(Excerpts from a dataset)
* * * * *

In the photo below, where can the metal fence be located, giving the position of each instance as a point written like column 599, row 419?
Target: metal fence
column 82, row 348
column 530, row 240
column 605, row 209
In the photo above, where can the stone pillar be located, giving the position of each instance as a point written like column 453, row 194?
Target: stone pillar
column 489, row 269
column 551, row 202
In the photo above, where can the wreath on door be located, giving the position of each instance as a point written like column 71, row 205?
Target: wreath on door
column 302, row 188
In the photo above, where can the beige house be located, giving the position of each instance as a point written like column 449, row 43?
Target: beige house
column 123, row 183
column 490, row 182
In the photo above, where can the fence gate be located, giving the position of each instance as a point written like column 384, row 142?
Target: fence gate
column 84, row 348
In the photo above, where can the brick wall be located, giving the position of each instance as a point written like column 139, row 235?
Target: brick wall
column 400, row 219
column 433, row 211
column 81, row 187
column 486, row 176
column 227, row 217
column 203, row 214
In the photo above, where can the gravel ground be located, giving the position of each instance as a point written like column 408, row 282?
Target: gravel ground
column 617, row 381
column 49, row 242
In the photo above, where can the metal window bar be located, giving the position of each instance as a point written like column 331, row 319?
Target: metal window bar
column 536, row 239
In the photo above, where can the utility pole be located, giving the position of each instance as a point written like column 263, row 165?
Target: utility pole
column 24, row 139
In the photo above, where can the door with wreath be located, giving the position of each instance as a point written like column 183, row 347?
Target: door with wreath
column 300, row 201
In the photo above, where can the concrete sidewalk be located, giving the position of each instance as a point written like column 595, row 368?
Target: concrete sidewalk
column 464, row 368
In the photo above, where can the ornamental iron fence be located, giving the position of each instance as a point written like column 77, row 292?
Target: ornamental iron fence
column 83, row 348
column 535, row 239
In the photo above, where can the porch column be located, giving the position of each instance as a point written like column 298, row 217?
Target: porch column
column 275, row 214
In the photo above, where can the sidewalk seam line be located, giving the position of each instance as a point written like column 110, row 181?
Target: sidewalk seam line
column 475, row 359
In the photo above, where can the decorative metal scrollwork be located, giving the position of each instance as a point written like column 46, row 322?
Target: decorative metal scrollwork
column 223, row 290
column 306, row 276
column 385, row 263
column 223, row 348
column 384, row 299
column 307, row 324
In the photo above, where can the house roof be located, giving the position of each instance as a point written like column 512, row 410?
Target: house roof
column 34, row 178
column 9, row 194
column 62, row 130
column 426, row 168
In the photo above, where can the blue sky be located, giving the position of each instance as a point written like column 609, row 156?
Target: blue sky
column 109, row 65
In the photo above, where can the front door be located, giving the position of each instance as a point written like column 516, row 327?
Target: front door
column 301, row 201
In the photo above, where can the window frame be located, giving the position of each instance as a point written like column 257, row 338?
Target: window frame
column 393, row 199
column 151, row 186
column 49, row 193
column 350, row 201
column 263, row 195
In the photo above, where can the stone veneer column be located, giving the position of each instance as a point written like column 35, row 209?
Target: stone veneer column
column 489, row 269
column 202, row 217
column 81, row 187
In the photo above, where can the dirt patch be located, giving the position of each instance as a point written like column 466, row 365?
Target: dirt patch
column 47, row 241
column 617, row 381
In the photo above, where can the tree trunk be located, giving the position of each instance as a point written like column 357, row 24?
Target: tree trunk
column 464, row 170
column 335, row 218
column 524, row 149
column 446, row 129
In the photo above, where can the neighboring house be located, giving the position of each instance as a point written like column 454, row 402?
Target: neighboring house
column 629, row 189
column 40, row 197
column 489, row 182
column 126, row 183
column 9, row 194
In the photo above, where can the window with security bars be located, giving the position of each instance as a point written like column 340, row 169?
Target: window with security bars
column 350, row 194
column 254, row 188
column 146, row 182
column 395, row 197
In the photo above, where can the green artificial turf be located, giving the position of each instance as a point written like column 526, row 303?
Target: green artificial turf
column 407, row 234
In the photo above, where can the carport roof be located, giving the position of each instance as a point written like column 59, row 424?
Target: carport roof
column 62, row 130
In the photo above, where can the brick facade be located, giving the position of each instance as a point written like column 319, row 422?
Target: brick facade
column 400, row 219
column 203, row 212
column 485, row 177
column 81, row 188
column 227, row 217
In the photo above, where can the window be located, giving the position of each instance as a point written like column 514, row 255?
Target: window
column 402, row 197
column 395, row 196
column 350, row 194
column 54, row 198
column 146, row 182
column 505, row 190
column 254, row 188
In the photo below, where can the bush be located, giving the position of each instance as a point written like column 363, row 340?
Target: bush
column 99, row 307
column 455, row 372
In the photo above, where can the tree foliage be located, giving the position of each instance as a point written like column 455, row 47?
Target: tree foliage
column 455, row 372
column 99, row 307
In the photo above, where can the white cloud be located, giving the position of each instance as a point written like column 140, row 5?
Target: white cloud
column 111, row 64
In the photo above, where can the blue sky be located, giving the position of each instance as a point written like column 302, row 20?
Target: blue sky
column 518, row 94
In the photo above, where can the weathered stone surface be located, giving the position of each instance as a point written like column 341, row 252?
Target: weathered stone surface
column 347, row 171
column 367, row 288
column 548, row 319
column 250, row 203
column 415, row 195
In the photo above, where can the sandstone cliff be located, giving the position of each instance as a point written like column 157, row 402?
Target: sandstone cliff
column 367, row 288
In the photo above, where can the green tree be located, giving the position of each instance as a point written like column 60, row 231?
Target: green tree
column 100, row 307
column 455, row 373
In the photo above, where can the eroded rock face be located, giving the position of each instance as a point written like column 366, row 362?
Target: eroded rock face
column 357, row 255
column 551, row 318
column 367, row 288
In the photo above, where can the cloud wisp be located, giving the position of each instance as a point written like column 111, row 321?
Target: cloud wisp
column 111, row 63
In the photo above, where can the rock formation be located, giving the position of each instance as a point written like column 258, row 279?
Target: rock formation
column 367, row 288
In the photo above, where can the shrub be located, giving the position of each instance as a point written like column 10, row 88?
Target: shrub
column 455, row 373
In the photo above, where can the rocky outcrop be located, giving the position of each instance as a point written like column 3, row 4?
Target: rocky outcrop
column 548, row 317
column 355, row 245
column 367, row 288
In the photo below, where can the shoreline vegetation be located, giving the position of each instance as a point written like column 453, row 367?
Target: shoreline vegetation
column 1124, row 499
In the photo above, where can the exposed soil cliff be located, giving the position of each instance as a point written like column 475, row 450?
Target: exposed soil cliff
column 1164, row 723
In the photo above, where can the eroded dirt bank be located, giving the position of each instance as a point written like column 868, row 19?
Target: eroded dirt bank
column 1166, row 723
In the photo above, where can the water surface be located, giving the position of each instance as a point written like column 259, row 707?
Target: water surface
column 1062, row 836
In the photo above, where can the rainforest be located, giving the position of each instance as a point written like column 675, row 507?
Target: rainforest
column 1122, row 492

* * * * *

**What the exercise asks:**
Print the records above again, every one, exactly as written.

**Answer section:**
In the photo below, where can the metal fence be located, giving the position of each instance as a point written like column 599, row 419?
Target: metal fence
column 82, row 348
column 530, row 240
column 605, row 209
In the photo above, where can the stone pillar be located, giving the position of each instance as a point written like column 453, row 194?
Target: stone pillar
column 489, row 269
column 551, row 202
In the photo above, where can the wreath on door be located, giving the position of each instance as a point written like column 71, row 205?
Target: wreath on door
column 302, row 188
In the photo above, where can the beige house be located, giving the position of each instance as a point written like column 449, row 43?
Target: beige house
column 123, row 183
column 490, row 182
In the photo above, where can the fence gate be located, giving the position of each instance as a point written like column 384, row 142?
Target: fence gate
column 84, row 348
In the photo above, where can the brick wall be located, giving the position of each instance as a point written like column 139, row 235?
Target: brick wall
column 400, row 219
column 433, row 211
column 81, row 187
column 486, row 176
column 227, row 217
column 203, row 214
In the photo above, where can the gravel ground be located, giving the position of each instance as a point written like column 408, row 282?
Target: gravel ground
column 617, row 381
column 49, row 242
In the photo above, where can the metal window bar be located, giving the position of each instance as a point written like column 331, row 319?
Target: metal window bar
column 536, row 239
In the photo above, where can the utility pole be located, giving the position of each instance as a point written like column 263, row 165?
Target: utility pole
column 24, row 139
In the photo above, where can the door with wreath be located, giving the position of each instance as a point written like column 183, row 347?
Target: door with wreath
column 300, row 201
In the photo above, where can the concrete sidewalk be located, giving the position of each instance as a point written like column 595, row 368?
Target: concrete sidewalk
column 464, row 368
In the photo above, where can the ornamental iron fence be located, giving the position of each instance as a point written like column 77, row 292?
Target: ornamental iron fence
column 83, row 348
column 535, row 239
In the photo above, where can the porch column be located, giving the position of each instance as a point written like column 298, row 217?
Target: porch column
column 275, row 214
In the photo above, where can the sidewalk seam line be located, giving the position of each instance as a point written like column 110, row 181?
Target: sidewalk seam line
column 475, row 359
In the photo above, where can the decorative metal scrollwork be located, giving the position of each instance as a point written like column 46, row 322?
Target: decorative metal scrollwork
column 223, row 290
column 306, row 276
column 385, row 263
column 223, row 348
column 384, row 299
column 307, row 324
In the photo above, where can the house roof be located, giving the position of each instance as a point written like column 512, row 410?
Target: house roof
column 34, row 178
column 9, row 194
column 62, row 130
column 426, row 168
In the photo above, where can the blue sky be located, giving the position of each instance as a point written like column 609, row 156?
Target: blue sky
column 109, row 65
In the photo above, where can the front door be located, giving the position of each instance as a point written like column 516, row 327?
Target: front door
column 301, row 201
In the photo above, where can the window frame be located, giving the position of each instance as a point written like column 257, row 338?
Target: window frame
column 393, row 199
column 151, row 186
column 49, row 193
column 350, row 201
column 263, row 195
In the photo above, where can the stone veneer column be located, giving the position of each instance as a point written like column 35, row 209?
Target: stone veneer column
column 489, row 269
column 202, row 217
column 81, row 187
In the photo above, where can the dirt patch be located, giving the position of each instance as a point written like column 466, row 365?
Target: dirt patch
column 47, row 241
column 617, row 381
In the photo above, where can the tree trunk be located, giving the position of each instance as a point written like column 357, row 24?
Target: tree trunk
column 464, row 170
column 335, row 218
column 524, row 149
column 446, row 129
In the photo above, where can the neighboring house be located, giving the position of each instance as a point written like column 454, row 402?
Target: neighboring house
column 629, row 189
column 40, row 197
column 489, row 182
column 126, row 183
column 9, row 194
In the photo above, where can the window with security bars be located, giving the position of each instance as a point written like column 340, row 169?
Target: window with security bars
column 350, row 194
column 254, row 188
column 146, row 182
column 395, row 197
In the photo above, where can the green artificial turf be located, giving the position of each instance as a point written like column 526, row 303?
Target: green artificial turf
column 407, row 234
In the photo above, where can the carport roof be located, giving the position of each instance as a point written like column 59, row 424?
Target: carport roof
column 62, row 130
In the photo above, where can the brick facade be located, giving the position of each instance as a point written like column 319, row 422?
Target: brick facade
column 400, row 219
column 203, row 212
column 485, row 177
column 81, row 188
column 227, row 217
In the photo above, where can the window be located, giving the position of each instance as a point written like column 514, row 255?
Target: window
column 402, row 197
column 395, row 196
column 350, row 194
column 54, row 198
column 146, row 182
column 505, row 190
column 254, row 188
In the photo below, where can the bush be located, giving the position of each instance as a point written like column 363, row 340?
Target: bush
column 99, row 307
column 455, row 372
In the photo above, where can the tree foliage be located, giving the position of each instance as a point written like column 455, row 47?
Target: tree foliage
column 455, row 372
column 99, row 307
In the photo above, where can the white cloud be located, giving the position of each instance as a point written like column 140, row 5?
Target: white cloud
column 111, row 64
In the photo above, where can the blue sky be located, giving the position of each instance as a point written like column 302, row 20?
Target: blue sky
column 518, row 94
In the photo above, where can the weathered stone surface be located, giving the position of each instance as a point written like column 341, row 252?
Target: weathered stone surface
column 347, row 171
column 367, row 288
column 548, row 319
column 250, row 203
column 415, row 195
In the photo above, where can the sandstone cliff be located, giving the position of each instance as a point written like column 157, row 402?
Target: sandstone cliff
column 367, row 288
In the photo above, where can the green tree be located, giving the position of each instance as a point written like column 60, row 231?
Target: green tree
column 100, row 307
column 455, row 373
In the photo above, where can the eroded rock face be located, giving the position of each instance as a point written like column 366, row 362?
Target: eroded rock face
column 357, row 255
column 551, row 318
column 367, row 288
In the photo above, where can the cloud wisp be located, giving the position of each instance as a point written like column 111, row 321?
Target: cloud wisp
column 111, row 63
In the photo above, where can the rock formation be located, giving the position of each instance as a point written like column 258, row 279?
Target: rock formation
column 367, row 288
In the photo above, where can the shrub be located, giving the position of each instance as a point written like column 10, row 88?
Target: shrub
column 455, row 373
In the photo above, where can the rocky outcrop be located, giving the position of each instance as a point written like column 3, row 4?
Target: rocky outcrop
column 548, row 317
column 355, row 245
column 367, row 288
In the photo below, where can the shoreline vegetation be located, giving the position of each instance as a point written like column 453, row 367?
Target: shoreline vegetation
column 1124, row 499
In the photo above, where can the exposed soil cliff be located, giving the position of each instance as a point written like column 475, row 450?
Target: exposed soil cliff
column 1164, row 723
In the photo above, where can the eroded dirt bank be located, giving the position of each instance as a point written like column 868, row 19?
Target: eroded dirt bank
column 1166, row 723
In the photo above, where can the water surface be located, giving the position of each instance as a point written like column 259, row 707?
Target: water surface
column 1062, row 836
In the photo above, where can the rainforest be located, giving the position of each instance as a point written like column 675, row 507?
Target: rainforest
column 1122, row 492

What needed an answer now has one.